◆ **REQUIRED TASKS**:
1. Return the passage of the article on Poland's elections between "The EU’s influence" and "these in turn.", inclusive, copied word for word.
2. According to the article on Poland's elections, how many requests for preliminary rulings did Polish courts make to the CJEU between 2004 and 2018?

Elections in Poland, with democracy hanging in the balance
In less than two weeks, Poland's elections may decide its future in the EU. The EU has been the guardian of democracy and the rule of law in post-Communist Poland
[DemocracySOS welcomes back Dr. Berit Ebert, who is on the faculty of Bard College in Berlin. Dr. Ebert specializes in European Union law with a focus on gender equality, European integration, subnational influence on policy and law-making in the EU, and theories of justice. In addition, Dr. Ebert is the Director of Public Programs and Strategic Initiatives at Bard College Berlin.]
In less than two weeks on October 15, the next parliamentary elections in Poland may decide Poland's future in the European Union and its democratic standing. On this occasion, the ongoing attacks from the national conservative party Prawo i Sprawiedliwość’s (PiS, Law and Justice) on the principles of civil rights, gender equality and judicial independence will be put to a vote of the Polish people.
The party’s right-wing rule since 2015 has led to deep societal divisions resulting from increasingly discriminatory and controversial policies. In addition, PiS leaders’ harsh rhetoric has polarized society, with some Poles believing it has produced a poisonous climate that resulted in the assassination of the mayor of Gdansk, who was often a target of far right political attacks. Furthermore, one of Poland’s highest courts, the Polish Constitutional Tribunal led by Julia Przyłębska, a close ally of PiS chairman Jarosław Kaczyński, ruled in October 2021 that the European Union’s drive to establish ”an ever closer union among the peoples of Europe,” based on EU law and through the judicial interpretations by the Court of Justice of the European Union (CJEU), was a threat to Poland’s existence “as a sovereign and democratic state.” (K3/21)
An active Polish opposition has been standing up to the authoritarian rule and is mobilizing for the elections on Oct 15. In the face of the government’s wielding of state power in a manner compared to Hungary’s Viktor Orban, the opposition has depended on a welcome ally in the European Union. The EU’s many institutions – executive, judicial, legislative and financial – have acted as a check against the Polish government’s extremes.
The EU’s influence over its 27 member states extends into at least four dimensions of governance: judicial oversight, budgetary oversight, administrative enforcement and the fostering of a robust civil society. I will examine each of these in turn.
How the EU is checking the Polish government – judicial oversight: preliminary rulings
An effective helping hand from the EU comes in a number of forms. One of these is providing judicial oversight according to the framework established by EU law. One tool is the use of preliminary rulings regarding the interpretation of EU law. When a case is brought before a national court, that court may submit questions to the EU’s Court of Justice (CJEU) and ask for its opinion. Between 2004 and 2018, under previous Polish governments, Polish courts made 158 requests to the CJEU for preliminary rulings. This represents the second-highest number of requests (after Hungary) from Member States that joined the Union after 2004.

◆ **GIVEN ENTRIES**:
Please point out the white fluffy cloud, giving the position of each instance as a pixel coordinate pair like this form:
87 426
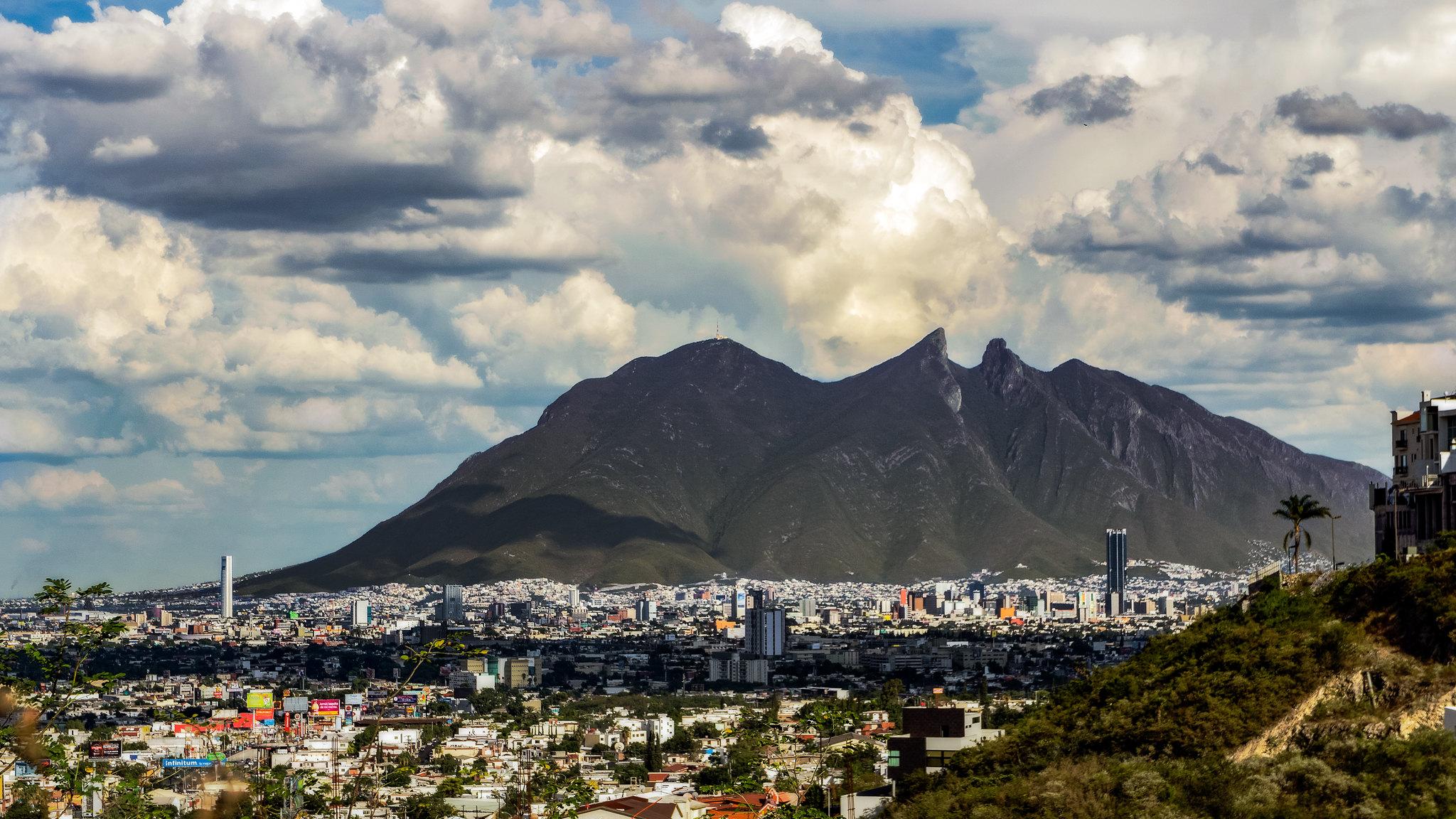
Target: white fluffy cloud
258 228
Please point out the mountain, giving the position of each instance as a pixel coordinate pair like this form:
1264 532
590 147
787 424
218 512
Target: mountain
712 458
1320 701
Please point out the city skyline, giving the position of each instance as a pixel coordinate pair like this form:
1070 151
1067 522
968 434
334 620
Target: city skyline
259 296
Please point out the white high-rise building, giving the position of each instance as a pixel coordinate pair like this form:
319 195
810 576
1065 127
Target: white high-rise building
360 614
451 606
228 587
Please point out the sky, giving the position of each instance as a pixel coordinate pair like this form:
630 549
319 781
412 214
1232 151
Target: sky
271 269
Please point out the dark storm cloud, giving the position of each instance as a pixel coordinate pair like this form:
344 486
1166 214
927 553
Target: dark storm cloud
1340 114
1311 164
252 190
1408 206
737 139
1085 100
1211 162
280 126
1302 168
1401 122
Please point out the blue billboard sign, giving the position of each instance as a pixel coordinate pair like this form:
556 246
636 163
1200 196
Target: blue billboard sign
187 763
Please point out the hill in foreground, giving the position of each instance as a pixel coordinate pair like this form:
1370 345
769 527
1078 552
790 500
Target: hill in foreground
1321 703
712 458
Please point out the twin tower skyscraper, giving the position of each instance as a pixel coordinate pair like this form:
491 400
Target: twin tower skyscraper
1115 572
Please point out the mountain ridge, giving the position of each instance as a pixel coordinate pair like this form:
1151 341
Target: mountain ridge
712 458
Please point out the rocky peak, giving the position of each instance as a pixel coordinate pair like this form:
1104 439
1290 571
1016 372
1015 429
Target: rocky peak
1002 369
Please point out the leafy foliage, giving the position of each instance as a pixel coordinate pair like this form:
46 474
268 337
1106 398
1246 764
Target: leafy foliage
1152 737
1413 605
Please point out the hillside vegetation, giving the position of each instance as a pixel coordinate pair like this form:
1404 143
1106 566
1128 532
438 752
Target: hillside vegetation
1311 703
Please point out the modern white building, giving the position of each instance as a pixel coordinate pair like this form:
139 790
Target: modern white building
226 580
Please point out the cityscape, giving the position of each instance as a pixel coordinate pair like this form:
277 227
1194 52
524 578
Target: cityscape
727 410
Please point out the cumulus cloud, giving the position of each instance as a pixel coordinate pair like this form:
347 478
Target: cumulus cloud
1340 114
98 289
354 487
54 488
1085 100
265 229
122 151
579 328
207 473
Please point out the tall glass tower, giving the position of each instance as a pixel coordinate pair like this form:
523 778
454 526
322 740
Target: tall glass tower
226 580
1115 572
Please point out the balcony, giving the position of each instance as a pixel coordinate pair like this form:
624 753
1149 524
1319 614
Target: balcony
1447 462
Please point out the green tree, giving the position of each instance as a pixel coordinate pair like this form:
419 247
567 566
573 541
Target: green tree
430 806
1297 509
451 787
40 682
797 812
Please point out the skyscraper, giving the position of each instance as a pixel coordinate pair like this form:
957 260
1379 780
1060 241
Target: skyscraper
646 609
764 631
1115 570
451 606
226 582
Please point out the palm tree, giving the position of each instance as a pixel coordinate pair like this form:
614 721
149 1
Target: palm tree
1297 509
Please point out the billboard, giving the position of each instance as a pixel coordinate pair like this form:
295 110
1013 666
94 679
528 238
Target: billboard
187 763
105 749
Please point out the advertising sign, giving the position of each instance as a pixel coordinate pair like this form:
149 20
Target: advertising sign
105 749
187 763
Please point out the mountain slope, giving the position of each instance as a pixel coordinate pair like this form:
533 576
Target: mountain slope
1300 705
712 458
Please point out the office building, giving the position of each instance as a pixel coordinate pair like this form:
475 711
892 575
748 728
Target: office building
736 668
933 737
764 631
808 609
740 604
451 606
1420 500
1115 570
646 611
226 582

◆ **EXERCISE RESULTS**:
1.
The EU’s influence over its 27 member states extends into at least four dimensions of governance: judicial oversight, budgetary oversight, administrative enforcement and the fostering of a robust civil society. I will examine each of these in turn.

2. 158